*Task item*. Extend the essay below about growing older and worrying over appearance, starting after its last sentence.

*Document extract*.
● ● ● ●

But something happened on the way to female enlightenment: I hit my late 30s. Hair began to appear in places it never had before. I acquired a belly, and the flesh on my arms and calves wasn’t as taut and toned. These were unsettling developments but also easily remedied: All it took to tame them were expensive tweezers and a little (well, a lot) more discipline with regards to diet and physical activity. The changes in my face, however, were another matter. A downturned mouth. Thinner lips. Now the wrinkles. “Wow. You’re really looking older,” says the voice in my head as I peer into the bathroom mirror. Then another, this one louder and more judgmental: “Who are you that you care?”

Unsettled over the unknown

Who am I indeed. The fact that I can be so profoundly unsettled by the appearance of a few wrinkles on my forehead doesn’t say much of anything good about my sense of self as a whole. In the same way that I’m sort of horrified at the increasingly unrecognizable face that stares back at me in the mirror, I’m equally unsettled that I’m horrified at all.

Put simply, my sudden aging anxiety undermines not only much of what I believed about myself, but what I was taught. That there are more important things in life than physical beauty. That people, particularly women, are much more than their hip-to-waist ratios. My mother, whose beauty regimen consisted of soap, water and a little bit of Oil of Olay, never placed any sort of premium on physical attractiveness or ideas of conventional, Western beauty — her own or her daughters’ — for which I’m extremely grateful. But I’m not so sure that the message took.

It isn’t that I have nostalgia for being younger: Despite my slimmer figure and fuller lips, I hated my teens. My 20s, full of professional and personal minefields, weren’t much better. But the future looked bright: I had a pretty clear vision of what I would look like, literally and figuratively, in my 30s: Me, but better. My 40s are another matter. I don’t know what to expect. Perhaps this is the crux of the issue. Maybe my sudden self-doubt over my appearance is less about appearing physically diminished and more a reflection of my fear about moving into a stage of life that I don’t yet comprehend and certainly can’t predict.

● ● ● ●

*Data section*.
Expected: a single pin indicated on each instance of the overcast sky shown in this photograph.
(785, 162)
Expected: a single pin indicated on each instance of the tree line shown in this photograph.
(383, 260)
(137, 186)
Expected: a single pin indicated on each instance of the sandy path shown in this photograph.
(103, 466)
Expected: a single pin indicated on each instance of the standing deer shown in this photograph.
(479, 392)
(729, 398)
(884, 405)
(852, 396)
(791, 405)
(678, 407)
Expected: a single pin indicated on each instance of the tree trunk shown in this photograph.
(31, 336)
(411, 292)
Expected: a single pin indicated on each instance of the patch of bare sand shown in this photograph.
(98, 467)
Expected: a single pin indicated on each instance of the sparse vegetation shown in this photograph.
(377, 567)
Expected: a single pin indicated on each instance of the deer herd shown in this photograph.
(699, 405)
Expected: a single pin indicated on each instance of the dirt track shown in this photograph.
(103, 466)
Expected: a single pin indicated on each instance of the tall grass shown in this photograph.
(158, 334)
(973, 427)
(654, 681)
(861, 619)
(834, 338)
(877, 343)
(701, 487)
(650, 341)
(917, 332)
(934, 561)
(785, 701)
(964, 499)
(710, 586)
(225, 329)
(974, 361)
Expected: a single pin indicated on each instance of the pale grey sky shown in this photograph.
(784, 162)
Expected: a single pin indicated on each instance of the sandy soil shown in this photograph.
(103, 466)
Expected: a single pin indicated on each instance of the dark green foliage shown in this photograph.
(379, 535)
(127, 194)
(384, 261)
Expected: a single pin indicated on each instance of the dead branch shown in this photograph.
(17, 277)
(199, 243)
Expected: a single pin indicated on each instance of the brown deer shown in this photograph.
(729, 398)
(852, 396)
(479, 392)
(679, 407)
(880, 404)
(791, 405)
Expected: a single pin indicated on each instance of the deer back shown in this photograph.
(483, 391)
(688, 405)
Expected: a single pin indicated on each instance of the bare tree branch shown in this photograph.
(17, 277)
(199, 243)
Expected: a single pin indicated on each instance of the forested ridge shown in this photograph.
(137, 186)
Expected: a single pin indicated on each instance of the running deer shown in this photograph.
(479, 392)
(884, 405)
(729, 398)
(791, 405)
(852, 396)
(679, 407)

● ● ● ●

*Exercise result*.
Facing ugly stuff

Twenty years ago, feminist writer and activist Naomi Wolf published “The Beauty Myth,” a deeply felt and reported polemic on how standards of female attractiveness are used against women. (This past May, in honor of the book’s anniversary, Wolf wrote an essay for The Washington Post on the “Aging Myth,” which pushed back on the idea that women feel worse about themselves as they grow older.) Five years ago, Nora Ephron published the bestselling “I Feel Bad About My Neck,” a collection of essays about love, loss and aging. I reread both recently. Where Wolf’s book is academic and angry, Ephron’s is intimate and amusing. Both have a lot to say on the subject I’m suddenly so concerned about, much of it smart. Unfortunately, neither have helped me come to terms with my anxieties about appearing old. I just don’t see the beauty or humor in it. It feels, and looks, like ugly stuff.

I’m going back to the dermatologist at the end of the month. She’ll remove a mole from my leg, a skin tag from my shoulder blade, and maybe, just maybe, pump my face full of botulism toxin to paralyze the muscles in my forehead and smooth out the wrinkle (or two) above my brow. There are more pressing issues in the world with which to concern myself, I know, and things on which my disposable income is better spent. (The $400 price tag is a major factor in whether I’ll go through with it.) I also fear that my worrying about wrinkles is opening a Pandora’s box that I’ll never be able to shut, that five or 10 years from now I’ll have altered my features into the generic “Marcia Cross satanic face” that my friend Lizzie sees all over the Upper East Side of Manhattan.

But I don’t know if I can grow old gracefully or know what “gracefully” even means any more. The first step, I guess, is admitting I have a problem.